(TASK DIRECTIONS): Skip the pictures. Repeat everything else in the records word for word.

(DATA RECORDS):
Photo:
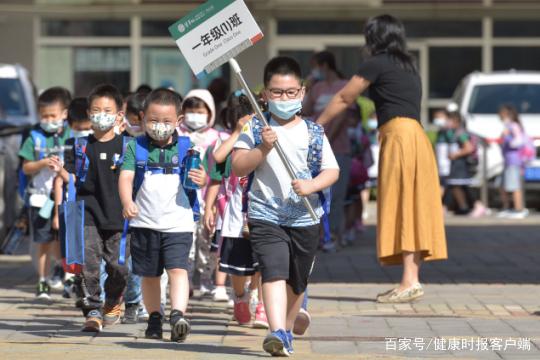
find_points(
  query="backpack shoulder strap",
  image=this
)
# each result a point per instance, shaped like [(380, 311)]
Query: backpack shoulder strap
[(40, 143), (256, 128), (316, 139), (81, 160), (183, 146), (141, 160)]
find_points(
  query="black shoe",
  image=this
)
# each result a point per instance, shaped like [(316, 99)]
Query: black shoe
[(154, 330), (43, 291), (131, 314), (180, 327)]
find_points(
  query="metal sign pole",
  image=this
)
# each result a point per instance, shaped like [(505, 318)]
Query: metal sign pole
[(238, 73)]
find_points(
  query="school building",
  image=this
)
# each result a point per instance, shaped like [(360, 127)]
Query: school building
[(78, 43)]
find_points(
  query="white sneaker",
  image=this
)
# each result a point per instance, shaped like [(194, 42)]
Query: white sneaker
[(56, 283), (205, 291), (504, 213), (220, 294), (519, 214)]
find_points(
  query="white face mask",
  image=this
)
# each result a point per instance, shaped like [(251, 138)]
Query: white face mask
[(160, 131), (439, 122), (103, 121), (82, 133), (133, 130), (196, 121)]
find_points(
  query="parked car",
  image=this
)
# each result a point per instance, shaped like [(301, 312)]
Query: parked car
[(478, 98), (18, 114)]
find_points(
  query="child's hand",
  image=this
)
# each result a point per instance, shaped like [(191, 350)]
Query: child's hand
[(303, 187), (269, 137), (130, 211), (198, 176), (242, 122), (54, 163), (209, 221), (55, 222)]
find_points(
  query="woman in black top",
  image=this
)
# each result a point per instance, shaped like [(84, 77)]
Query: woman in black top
[(410, 226)]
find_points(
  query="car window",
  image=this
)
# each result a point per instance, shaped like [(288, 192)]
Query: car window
[(12, 100), (486, 99)]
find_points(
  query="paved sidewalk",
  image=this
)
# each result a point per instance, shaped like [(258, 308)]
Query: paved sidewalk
[(485, 298)]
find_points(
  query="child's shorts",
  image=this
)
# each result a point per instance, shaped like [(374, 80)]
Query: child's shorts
[(152, 251), (214, 246), (284, 253), (236, 257), (40, 228)]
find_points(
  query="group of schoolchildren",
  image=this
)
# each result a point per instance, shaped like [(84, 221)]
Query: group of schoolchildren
[(457, 154), (145, 209)]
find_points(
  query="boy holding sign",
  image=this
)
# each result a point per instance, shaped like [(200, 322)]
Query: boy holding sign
[(283, 235)]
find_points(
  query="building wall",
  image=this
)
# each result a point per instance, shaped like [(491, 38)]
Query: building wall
[(17, 40)]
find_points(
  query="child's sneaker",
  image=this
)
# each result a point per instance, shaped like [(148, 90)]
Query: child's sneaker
[(261, 321), (277, 343), (241, 310), (180, 327), (154, 329), (111, 314), (205, 291), (43, 291), (131, 314), (56, 279), (143, 314), (302, 321), (290, 337), (220, 294), (94, 322)]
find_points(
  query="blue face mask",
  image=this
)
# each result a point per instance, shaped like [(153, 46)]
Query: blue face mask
[(285, 110)]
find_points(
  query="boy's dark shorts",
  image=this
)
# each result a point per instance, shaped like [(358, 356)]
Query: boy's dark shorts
[(152, 251), (40, 228), (284, 253)]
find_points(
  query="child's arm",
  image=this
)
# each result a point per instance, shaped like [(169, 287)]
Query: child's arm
[(325, 179), (221, 153), (125, 189), (210, 199), (246, 161), (33, 167), (58, 195)]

(ANSWER TO THE TASK):
Photo:
find_points(
  query="backpack shoulder strap",
  image=this
)
# each result a point per instance, shaped like [(380, 311)]
Query: backpack shoulder strap
[(40, 143), (256, 128), (316, 139), (81, 160), (183, 146), (141, 160)]
find_points(
  query="black shoe",
  image=this
)
# each result a point per instance, shaped like [(316, 99)]
Query: black shoe
[(154, 330), (43, 291), (131, 314), (180, 327)]
find_points(
  query="metal sign pole",
  image=this
)
# each result a point per instance, shaped like [(505, 318)]
Query: metal sign pole
[(238, 73)]
find_points(
  query="school building",
  image=this
)
# each result a point per instance, shaped like [(360, 127)]
Query: school building
[(78, 43)]
find_points(
  query="white sneaker",
  image=this
)
# each result a point per instance, shaped like [(194, 42)]
Query: white sneaker
[(56, 283), (205, 291), (504, 213), (220, 294), (519, 214)]
find_points(
  query="white face mask",
  image=this
)
# each result a point per instance, shaped like [(251, 138)]
Query: white face mask
[(160, 131), (439, 122), (103, 121), (82, 133), (133, 130), (196, 121)]
find_points(
  query="parked car",
  image=this
)
# each result a point per instance, shaped like [(301, 312)]
Query: parked car
[(478, 98), (18, 114)]
find_points(
  query="child's hand",
  image=this
)
# each result a point per instance, shaped like [(191, 350)]
Query: child's hand
[(303, 187), (269, 137), (130, 211), (198, 176), (242, 122), (54, 163), (209, 221), (55, 222)]
find_points(
  query="woman in black top",
  image=this
)
# each result a point per instance, shaped like [(84, 77)]
Query: woman in black top
[(410, 226)]
find_points(
  query="car window",
  image=this
)
# each result a point per instance, shaped like [(288, 192)]
Query: car window
[(12, 100), (486, 99)]
find_points(
  query="paved sidewalk",
  image=this
)
# each result a point per instance, shaped like [(258, 308)]
Query: paved sidewalk
[(485, 298)]
find_points(
  query="child's shorts",
  image=this
)
# each result a point per instance, shaped like [(374, 80)]
Query: child's shorts
[(152, 251), (214, 246), (284, 253), (236, 257), (40, 228)]
find_points(
  query="group of schoolchildren",
  image=this
)
# each result a point per instance, shaped like [(84, 221)]
Query: group of schoolchildren
[(457, 154), (145, 209)]
find_points(
  query="boy holding sign",
  image=this
)
# each result a point per instance, shaped like [(200, 322)]
Query: boy holding sign
[(283, 235)]
find_points(
  query="building wall",
  image=this
)
# each result a point per instance, shaped like [(491, 38)]
Query: building wall
[(17, 40)]
find_points(
  query="child's sneaker",
  image=this
)
# each result a point per instance, shaped like [(148, 90)]
Query: child's sneaker
[(261, 321), (277, 343), (241, 310), (180, 327), (154, 329), (111, 314), (205, 291), (43, 291), (131, 314), (56, 279), (143, 314), (302, 321), (290, 337), (220, 294), (94, 322)]
find_points(
  query="blue face mask",
  image=this
)
# each result a point per instance, shaped like [(153, 46)]
Query: blue face mask
[(285, 110)]
find_points(
  query="boy's dark shorts",
  image=this
)
# each result a point per instance, shaped like [(358, 356)]
Query: boy's dark shorts
[(152, 251), (40, 228), (284, 253)]
find_points(
  query="child's arm",
  image=this
)
# each result a point per instance, shaped like [(169, 287)]
Query: child's arm
[(325, 179), (221, 153), (125, 189), (210, 199), (246, 161), (33, 167), (58, 195)]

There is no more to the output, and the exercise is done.